(Point localization data)
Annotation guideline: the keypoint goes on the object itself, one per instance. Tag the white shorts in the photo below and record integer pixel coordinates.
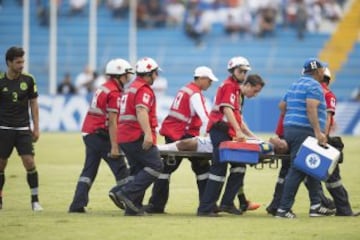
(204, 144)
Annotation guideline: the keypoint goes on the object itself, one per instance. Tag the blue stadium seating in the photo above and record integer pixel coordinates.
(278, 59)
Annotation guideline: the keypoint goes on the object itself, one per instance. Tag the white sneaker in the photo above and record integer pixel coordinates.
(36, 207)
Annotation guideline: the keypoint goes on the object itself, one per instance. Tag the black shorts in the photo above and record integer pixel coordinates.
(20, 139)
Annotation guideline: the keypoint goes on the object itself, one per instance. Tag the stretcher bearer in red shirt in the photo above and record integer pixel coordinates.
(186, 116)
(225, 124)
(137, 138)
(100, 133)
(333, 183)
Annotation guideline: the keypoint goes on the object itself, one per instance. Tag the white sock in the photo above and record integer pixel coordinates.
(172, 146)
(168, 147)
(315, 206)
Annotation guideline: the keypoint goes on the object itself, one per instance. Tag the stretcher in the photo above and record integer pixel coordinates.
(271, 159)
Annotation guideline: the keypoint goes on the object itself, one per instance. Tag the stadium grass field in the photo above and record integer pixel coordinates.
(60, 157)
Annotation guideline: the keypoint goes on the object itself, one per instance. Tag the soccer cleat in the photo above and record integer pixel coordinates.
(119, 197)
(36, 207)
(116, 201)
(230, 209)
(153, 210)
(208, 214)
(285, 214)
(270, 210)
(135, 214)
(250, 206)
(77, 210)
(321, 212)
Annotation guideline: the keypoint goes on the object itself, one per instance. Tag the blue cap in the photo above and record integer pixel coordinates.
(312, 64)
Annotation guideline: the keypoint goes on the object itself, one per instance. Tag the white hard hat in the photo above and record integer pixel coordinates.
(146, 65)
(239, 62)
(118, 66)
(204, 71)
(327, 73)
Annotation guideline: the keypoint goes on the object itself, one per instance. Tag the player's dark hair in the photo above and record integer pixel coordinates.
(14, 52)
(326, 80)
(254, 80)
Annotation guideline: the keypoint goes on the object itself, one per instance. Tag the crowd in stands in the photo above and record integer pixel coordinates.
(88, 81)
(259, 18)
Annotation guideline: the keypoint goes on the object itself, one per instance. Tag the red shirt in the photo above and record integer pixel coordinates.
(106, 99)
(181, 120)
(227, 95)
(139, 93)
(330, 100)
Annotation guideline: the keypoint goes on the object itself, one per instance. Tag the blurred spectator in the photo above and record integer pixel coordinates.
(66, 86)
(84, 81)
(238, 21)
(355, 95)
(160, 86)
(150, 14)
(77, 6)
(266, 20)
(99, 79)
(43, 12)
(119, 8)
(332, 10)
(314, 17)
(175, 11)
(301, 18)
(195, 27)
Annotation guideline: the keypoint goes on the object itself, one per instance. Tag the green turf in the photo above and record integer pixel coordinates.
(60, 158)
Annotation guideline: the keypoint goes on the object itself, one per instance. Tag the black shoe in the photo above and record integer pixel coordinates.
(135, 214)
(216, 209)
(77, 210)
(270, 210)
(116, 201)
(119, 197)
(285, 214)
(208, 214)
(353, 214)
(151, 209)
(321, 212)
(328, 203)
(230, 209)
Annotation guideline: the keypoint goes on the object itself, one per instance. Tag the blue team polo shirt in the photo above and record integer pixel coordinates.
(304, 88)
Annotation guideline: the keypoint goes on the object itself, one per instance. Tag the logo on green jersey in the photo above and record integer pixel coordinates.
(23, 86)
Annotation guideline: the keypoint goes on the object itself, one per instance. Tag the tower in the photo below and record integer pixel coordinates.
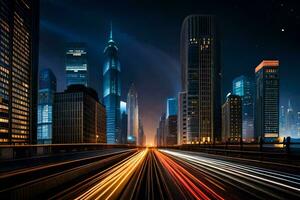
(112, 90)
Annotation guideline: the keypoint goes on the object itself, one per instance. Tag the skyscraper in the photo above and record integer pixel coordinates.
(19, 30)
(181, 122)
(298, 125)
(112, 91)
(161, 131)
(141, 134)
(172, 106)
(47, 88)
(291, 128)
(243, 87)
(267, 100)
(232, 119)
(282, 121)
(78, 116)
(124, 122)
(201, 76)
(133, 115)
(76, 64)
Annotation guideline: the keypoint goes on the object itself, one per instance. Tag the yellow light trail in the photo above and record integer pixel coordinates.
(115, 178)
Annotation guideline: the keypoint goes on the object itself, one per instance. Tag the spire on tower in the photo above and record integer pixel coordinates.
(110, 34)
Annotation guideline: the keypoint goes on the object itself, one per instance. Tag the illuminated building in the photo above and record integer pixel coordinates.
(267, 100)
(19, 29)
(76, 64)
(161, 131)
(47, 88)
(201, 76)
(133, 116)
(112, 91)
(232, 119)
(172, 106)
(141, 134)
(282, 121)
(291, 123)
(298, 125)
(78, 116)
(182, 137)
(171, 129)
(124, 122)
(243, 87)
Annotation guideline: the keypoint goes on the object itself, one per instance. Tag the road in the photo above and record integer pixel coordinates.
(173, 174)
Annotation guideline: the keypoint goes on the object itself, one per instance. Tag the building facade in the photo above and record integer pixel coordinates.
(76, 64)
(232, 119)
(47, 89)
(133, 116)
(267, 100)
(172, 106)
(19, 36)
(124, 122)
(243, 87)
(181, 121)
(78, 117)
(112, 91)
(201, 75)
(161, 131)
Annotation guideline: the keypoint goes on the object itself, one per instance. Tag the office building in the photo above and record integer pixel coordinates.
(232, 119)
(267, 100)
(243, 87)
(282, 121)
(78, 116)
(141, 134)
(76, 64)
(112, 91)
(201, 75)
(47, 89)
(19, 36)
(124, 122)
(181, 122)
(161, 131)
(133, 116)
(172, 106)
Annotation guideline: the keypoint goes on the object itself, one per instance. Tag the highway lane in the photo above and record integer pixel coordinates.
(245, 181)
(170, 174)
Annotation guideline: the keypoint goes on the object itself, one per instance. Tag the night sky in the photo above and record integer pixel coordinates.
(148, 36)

■ **ASSIGNMENT**
Could the entries above be printed again exactly, apart from the pictures?

■ **SOLUTION**
Annotation guideline: the keypoint goes on the object itself, one per instance. Tag the white shorts in the photo below and record integer pixel coordinates.
(204, 144)
Annotation guideline: the keypoint goes on the object itself, one per instance. Tag the blue stadium seating in the photo above and record integer pixel coordinates.
(278, 59)
Annotation guideline: the keypoint goes on the object itself, one per instance. Tag the white sneaker in the photo above and record integer pixel coordinates.
(36, 207)
Annotation guideline: the keypoint goes on the object itself, one per instance. Tag the black shorts in the photo above and record integer pixel coordinates.
(20, 139)
Annotation guideline: the keypoint goes on the object itself, one per instance. Tag the stretcher bearer in red shirt in the photo above and record integer pixel coordinates.
(186, 116)
(225, 124)
(137, 138)
(100, 133)
(333, 183)
Annotation guideline: the keypoint goes on the object itself, one per instance. Tag the white sock in the photo above and record integer pixel coordinates.
(172, 146)
(168, 147)
(315, 206)
Annotation guideline: the keypoint goes on the object itself, one per instance. Tag the stretcher in the photo above and record integer pixel coordinates.
(271, 159)
Annotation guideline: the keypoint goes on the object itself, one per instance. Tag the stadium grass field in the photo above and record integer pixel coordinates.
(60, 157)
Annotation guideline: the keypoint goes on the object itself, one per instance. Tag the soccer cleat in the photo above and record integer pixel coordinates.
(119, 197)
(36, 207)
(116, 201)
(230, 209)
(153, 210)
(208, 214)
(285, 214)
(270, 210)
(135, 214)
(250, 206)
(77, 210)
(321, 212)
Annotation guideline: the keypoint goes on the object itself, one per instance. Tag the blue cap in the photo above and record integer pixel coordinates.
(312, 64)
Annotation guideline: the keypoint goes on the object itself, one per instance. Tag the white hard hat in the photo above and record integer pixel coordinates.
(146, 65)
(239, 62)
(118, 66)
(204, 71)
(327, 73)
Annotation guideline: the keypoint goes on the object itself, one per instance. Tag the player's dark hair in the photo above and record integer pixel coordinates.
(14, 52)
(326, 80)
(254, 80)
Annotation guideline: the keypoint goes on the object itself, one per instance. Tag the crowd in stands in the photo above and record integer pixel coordinates.
(88, 81)
(259, 18)
Annotation guideline: the keypoint goes on the object itself, one per instance. Tag the red shirt in the photo above and record integer pixel coordinates.
(106, 99)
(181, 120)
(227, 95)
(139, 93)
(330, 100)
Annotation guideline: the keypoint goes on the object itself, one per instance. Tag the blurred spectator in the photo above and record integer pixel coordinates.
(66, 86)
(84, 81)
(238, 21)
(355, 95)
(160, 86)
(150, 14)
(77, 6)
(266, 20)
(99, 79)
(43, 12)
(119, 8)
(332, 10)
(314, 17)
(175, 11)
(301, 18)
(195, 27)
Annotation guideline: the keypoint goes on the object itself, one per instance. Tag the green turf in the photo above and record integer pixel coordinates.
(60, 158)
Annotation guideline: the keypoint goes on the object itself, one per instance. Tag the black shoe in the photo above and record integer pixel coordinates.
(135, 214)
(216, 209)
(77, 210)
(270, 210)
(116, 201)
(119, 197)
(285, 214)
(208, 214)
(353, 214)
(151, 209)
(321, 212)
(328, 203)
(230, 209)
Annotation guideline: the keypoint goes on the object itself, one per instance. Tag the blue team polo shirt in the photo above and record integer pixel coordinates.
(304, 88)
Annotation guideline: the keypoint goes on the object itself, one per instance. Tag the logo on green jersey in the photo above and record integer pixel coordinates.
(23, 86)
Annotation guideline: the keypoint goes on the object itself, one per instance. Tag the tower in the photo below and record integer pixel coordinates.
(112, 90)
Annotation guideline: the keypoint goes on the object itself, one per instance. Tag the skyscraper in the photo above and record integer pixel coordinates.
(19, 30)
(181, 122)
(298, 125)
(112, 91)
(161, 131)
(141, 134)
(172, 106)
(47, 88)
(291, 128)
(243, 87)
(267, 100)
(232, 119)
(282, 121)
(78, 116)
(124, 122)
(201, 76)
(133, 115)
(76, 64)
Annotation guideline: the keypoint goes on the object itself, one per instance. Tag the yellow light trail in the photo above and record integer pixel coordinates.
(115, 178)
Annotation guideline: the keypoint goes on the object itself, one per instance. Tag the spire on tower in the photo above and record integer pixel coordinates.
(110, 34)
Annotation guideline: the keypoint goes on the object itself, one per instance. Tag the illuminated building in the photo above and record integer pixel coordinates.
(267, 100)
(19, 29)
(76, 64)
(161, 131)
(47, 88)
(201, 76)
(133, 116)
(112, 91)
(232, 119)
(172, 106)
(141, 134)
(282, 121)
(291, 123)
(298, 125)
(78, 116)
(182, 137)
(171, 129)
(124, 122)
(243, 87)
Annotation guideline: the keypoint goes on the object itself, one per instance. Tag the road in the photo above and record integer pixel coordinates.
(173, 174)
Annotation guideline: the keypoint goes on the object itself, one per instance. Tag the building facade in the photo above and record integer pixel coordinates.
(76, 64)
(232, 119)
(47, 89)
(133, 116)
(267, 100)
(172, 106)
(19, 36)
(124, 122)
(243, 87)
(181, 121)
(78, 117)
(112, 91)
(201, 75)
(161, 131)
Annotation guideline: the keypoint goes on the object itself, one per instance. Tag the office building in the photo above and record integer pixel coordinates.
(232, 119)
(267, 100)
(243, 87)
(282, 121)
(78, 116)
(141, 134)
(76, 64)
(112, 91)
(201, 75)
(47, 89)
(19, 36)
(124, 122)
(181, 122)
(161, 131)
(133, 116)
(172, 106)
Annotation guideline: the keypoint goes on the object itself, one per instance. Tag the highway lane in the photo above and record integer pixel coordinates.
(245, 181)
(170, 174)
Annotation guideline: the keypoint goes on the object itself, one per instance. Tag the night sky in the photo above and record integer pixel coordinates.
(148, 36)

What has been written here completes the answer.